• [Brano dell'intervista]
•••••
Perché fondamentali?
Perché mentre in patria si è omogenei all’elemento vitale in cui si procede, all’estero avevamo, come dire, una doppia o tripla esistenza. Io son vissuto in Catalogna, e nella vita quotidiana ci trovavamo in un ambiente che da una parte era spagnolo, e già non era il nostro, dall’altra, essendo in terra catalana, si odiavano gli spagnoli, e noi parlavamo il castigliano. E siccome la mia famiglia abitava in un palazzo di sette, otto piani, quindi molto moderno, ero letteralmente circondato da gente che parlava una lingua diversa da quella in cui io pensavo”.
In italiano?
“No, in castigliano”.
I primi libri?
“Cominciai a leggere molto presto. Amavo i racconti sul mondo mitico romano: erano, come dire, un’ancora di salvezza del nostro costume di vita. Ma il nutrimento della mia anima erano le gesta del Cid Campeador, che corrispondevano in tutto e per tutto all’insegnamento silenzioso di mio padre: io sentivo di dovermi comportare come un caballero. Fortunatamente ero nato in un ambiente non confortevole che mi consentiva di temprarmi. Mio padre mi aveva insegnato i principi della boxe… e anche mio figlio ora si diletta in quest’arte… ma nei miei tempi, e nei luoghi dove vivevo, il picchiare forte e picchiare per primo era assolutamente indispensabile, perché se no il giorno dopo mi sarei trovato altri quattro ragazzotti che mi avrebbero riempito di pugni. E in ogni caso ne andava dell’onore italiano!”
Un italiano nato in Spagna, con il padre passato da Inghilterra, Carabi e Patagonia. Non era facile conservare chiarezza sulle proprie radici…
“Non solo! Mia madre aveva iniziato la sua adolescenza a Massaua, dove il padre, mio nonno, lavorava presso il governo militare italiano: lui parlava perfettamente l’arabo classico e l’arabo comune. Non per niente, la prima lingua che ho imparato fuori della scuola, oltre all’inglese, è stato l’arabo”.
A che età?
“Quattordici anni. Eravamo poveri, così avevo risparmiato per un anno gli spiccioli per le piccole merende che portavo a scuola. Alla fine comprai finalmente una malridotta grammatica araba, che però non era quella giusta, era un dialetto parlato dai berberi: mio nonno mi indirizzò poi verso l’arabo puro. Subito dopo imparai il turco e più tardi, già in Italia, imparai il persiano… Ecco, vede? [indica un’altra foto, su una cassettiera, ndr] là sto conversando con lo Sha di Persia”.
Aveva una certa facilità con le lingue.
•••••
• [Cosa fare]
• A. In base al brano dell'intervista, perché nei luoghi dove viveva l'intervistato era indispensabile picchiare forte e per primo? Rispondi in non più di tre frasi.
• B. Per favore, scrivi il seguito del brano dell'intervista, cominciando subito dopo l'ultima battuta riportata.
Le voci non hanno alcun legame con il brano dell'intervista.
•••••
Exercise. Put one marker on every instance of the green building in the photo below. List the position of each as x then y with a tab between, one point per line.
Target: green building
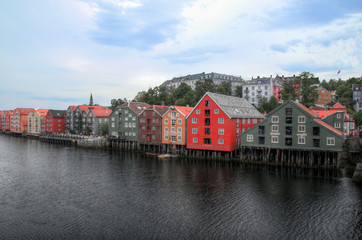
293	134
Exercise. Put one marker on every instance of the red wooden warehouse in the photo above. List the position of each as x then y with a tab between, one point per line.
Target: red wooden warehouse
55	121
217	119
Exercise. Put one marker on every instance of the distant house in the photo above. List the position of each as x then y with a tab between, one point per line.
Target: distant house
36	121
149	125
293	126
55	121
123	122
95	119
174	125
19	120
216	120
357	96
324	97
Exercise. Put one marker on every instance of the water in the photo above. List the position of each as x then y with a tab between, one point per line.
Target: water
61	192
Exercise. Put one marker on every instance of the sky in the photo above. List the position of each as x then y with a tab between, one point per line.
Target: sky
54	54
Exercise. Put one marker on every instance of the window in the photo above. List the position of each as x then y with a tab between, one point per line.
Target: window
331	141
301	119
301	128
207	131
301	140
315	131
275	139
275	119
315	142
249	138
288	141
275	128
261	130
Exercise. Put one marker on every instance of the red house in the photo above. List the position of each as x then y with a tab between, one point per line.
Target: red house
55	121
150	124
216	120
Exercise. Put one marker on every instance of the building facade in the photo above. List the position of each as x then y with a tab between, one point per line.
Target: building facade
174	125
216	120
19	120
150	125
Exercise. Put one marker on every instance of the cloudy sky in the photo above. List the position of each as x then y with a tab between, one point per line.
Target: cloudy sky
55	53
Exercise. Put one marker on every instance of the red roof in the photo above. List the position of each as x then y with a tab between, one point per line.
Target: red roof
184	110
307	109
328	126
101	112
•••••
• [Risposte]
• A. Perché altrimenti il giorno dopo si sarebbe trovato addosso altri quattro ragazzotti che lo avrebbero riempito di pugni. In ogni caso, ne andava anche dell'onore italiano.

• B.
“Ma non era mica tanto facile! E’ che mi ci mettevo di buzzo buono! La mia giornata era divisa in due parti: la prima era impiegata a seguire la scuola… e non ero un bravo allievo, ero piuttosto sognante, mentre la scuola italiana era estremamente dura: studiavamo lo spagnolo, l’italiano, il francese, l’inglese… tutti i giorni avevamo molto da studiare, molto da fare ginnastica, corsa e altre cose del genere. Nella seconda parte studiavo da solo quel che piaceva a me. Anche il greco lo imparai da solo, come il turco e lo spagnolo antico. Una mia zia mi regalò poi una grammatica sanscrita, un dono preziosissimo; io avevo già studiato, sempre da solo, quelle che erano le migrazioni dei popoli arii, quindi il portato culturale delle varie tradizioni indoeuropee, come l’Edda poetica e in prosa e il sanscrito, mi consentì di approfondire quelle conoscenze. Molti anni più tardi imparai un’altra lingua scandinava, lo svedese, ma avevo già studiato l’antico norvegese, il norreno… Poi, vediamo… l’anglosassone, l’aramaico (ma non sono mai riuscito a togliermi quel fastidioso accento arabo), il tibetano, il cinese, un po’ il giapponese…”
Prendiamo per buono il buzzo buono…
“E’ che non si può galleggiare su quello che ci insegnano: bisogna approfondire!”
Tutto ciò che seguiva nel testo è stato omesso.